::: SELECTED TEXT :::
Metabolite to Modifier: Lactate and Lactylation in the Evolution of Tumors

Abstract

Lactate, once dismissed as a mere by-product of cancer metabolism, has emerged as a pivotal factor in tumor progression, exerting diverse effects on metabolic reprogramming and immune modulation. Lactate enhances tumor cell adaptability through sustained glycolysis and concurrently shapes the tumor microenvironment by modulating immune, stromal, and endothelial cell function. This review highlights the evolving understanding of lactate's role, extending beyond the Warburg effect to its regulatory capacity via lactylation, a recently identified post-translational modification. The complex interaction between lactate and tumor biology is examined, emphasizing its influence on the tumor microenvironment and immune dynamics. Additionally, potential therapeutic strategies targeting lactate metabolism and transport are explored, along with lactylation regulation by histone-modifying enzymes. Inhibitors targeting lactate production and transport, especially those against lactate dehydrogenase (LDH) and monocarboxylate transporters (MCTs), have shown considerable potential in preclinical and early clinical studies. Recent advancements are discussed, underscoring the potential of integrating metabolic regulation with immunotherapies, thereby offering a dual pathway in cancer treatment. These insights establish lactate and lactylation as pivotal modulators of tumor biology and highlight their potential as targets in precision oncology.

Keywords: cancer therapy; immune modulation; lactate; lactylation; metabolic reprogramming; tumor microenvironment.

FIGURE 1

The tumor microenvironment (TME) includes immune and stromal cells, with tumor cells secreting large amounts of lactate, causing an inverse pH gradient and suppressing immune cell function. Lactate, by secreting immunosuppressive molecules and enhancing Treg cell activity, disrupts the immune microenvironment. Additionally, lactate promotes the polarization of M2‐like macrophages, contributing to anti‐inflammatory effects and tumor growth.
::: DATA SHOWN :::
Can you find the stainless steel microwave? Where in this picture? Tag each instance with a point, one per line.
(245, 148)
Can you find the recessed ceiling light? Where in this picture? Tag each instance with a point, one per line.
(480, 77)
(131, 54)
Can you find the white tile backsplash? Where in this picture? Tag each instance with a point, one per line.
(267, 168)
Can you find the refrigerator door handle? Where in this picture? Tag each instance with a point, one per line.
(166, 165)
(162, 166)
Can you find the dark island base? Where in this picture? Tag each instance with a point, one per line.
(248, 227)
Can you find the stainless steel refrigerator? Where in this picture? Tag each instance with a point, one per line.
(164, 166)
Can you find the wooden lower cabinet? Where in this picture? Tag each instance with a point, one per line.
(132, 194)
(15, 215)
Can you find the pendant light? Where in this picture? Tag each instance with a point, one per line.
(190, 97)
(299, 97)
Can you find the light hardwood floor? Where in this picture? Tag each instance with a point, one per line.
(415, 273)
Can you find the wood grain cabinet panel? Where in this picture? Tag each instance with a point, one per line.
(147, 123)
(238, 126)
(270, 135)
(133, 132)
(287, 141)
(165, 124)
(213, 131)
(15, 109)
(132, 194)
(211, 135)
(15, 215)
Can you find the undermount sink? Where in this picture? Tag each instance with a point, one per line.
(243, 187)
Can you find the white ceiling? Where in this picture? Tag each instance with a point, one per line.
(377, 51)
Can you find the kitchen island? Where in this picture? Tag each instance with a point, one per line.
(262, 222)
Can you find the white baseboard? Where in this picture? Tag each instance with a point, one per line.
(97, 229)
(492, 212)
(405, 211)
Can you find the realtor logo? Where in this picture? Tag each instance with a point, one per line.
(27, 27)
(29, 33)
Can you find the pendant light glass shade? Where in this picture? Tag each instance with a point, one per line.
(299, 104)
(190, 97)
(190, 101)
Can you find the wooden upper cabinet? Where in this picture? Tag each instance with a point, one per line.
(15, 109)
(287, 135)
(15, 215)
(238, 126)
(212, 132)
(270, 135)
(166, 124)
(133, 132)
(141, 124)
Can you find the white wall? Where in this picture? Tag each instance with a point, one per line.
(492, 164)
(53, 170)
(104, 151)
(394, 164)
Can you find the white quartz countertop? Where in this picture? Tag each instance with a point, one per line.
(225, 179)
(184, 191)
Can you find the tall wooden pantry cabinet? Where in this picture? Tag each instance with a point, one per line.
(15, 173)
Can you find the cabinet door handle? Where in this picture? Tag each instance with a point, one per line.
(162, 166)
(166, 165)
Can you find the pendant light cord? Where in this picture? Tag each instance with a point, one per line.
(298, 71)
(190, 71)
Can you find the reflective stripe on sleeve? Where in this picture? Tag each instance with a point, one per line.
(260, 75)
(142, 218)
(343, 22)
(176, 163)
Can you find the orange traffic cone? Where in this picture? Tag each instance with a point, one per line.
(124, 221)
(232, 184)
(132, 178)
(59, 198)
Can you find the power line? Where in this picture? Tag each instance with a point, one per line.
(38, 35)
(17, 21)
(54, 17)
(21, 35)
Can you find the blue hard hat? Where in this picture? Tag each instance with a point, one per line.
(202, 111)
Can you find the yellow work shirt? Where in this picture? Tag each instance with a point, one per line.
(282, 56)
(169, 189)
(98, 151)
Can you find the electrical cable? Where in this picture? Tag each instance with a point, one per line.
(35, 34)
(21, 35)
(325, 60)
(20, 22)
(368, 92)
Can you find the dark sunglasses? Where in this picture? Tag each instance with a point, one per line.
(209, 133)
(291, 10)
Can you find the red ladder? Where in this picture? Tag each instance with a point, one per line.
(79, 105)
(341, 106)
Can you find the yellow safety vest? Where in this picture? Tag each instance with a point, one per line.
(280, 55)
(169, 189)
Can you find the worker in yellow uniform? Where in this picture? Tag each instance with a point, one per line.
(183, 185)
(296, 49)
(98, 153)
:::
> ACTIVITY:
For each statement below, say whether it agrees with the review on lactate and lactylation above, answering yes or no and quoting the deciding words of the review: (a) Inhibitors of lactate dehydrogenase and monocarboxylate transporters have shown potential only in preclinical studies. (b) Lactate promotes the polarization of M2-like macrophages. (c) Lactylation is described as a long-established post-translational modification.

> EXPECTED ANSWER:
(a) No: "have shown considerable potential in preclinical and early clinical studies."
(b) Yes: "lactate promotes the polarization of M2‐like macrophages"
(c) No: "a recently identified post-translational modification"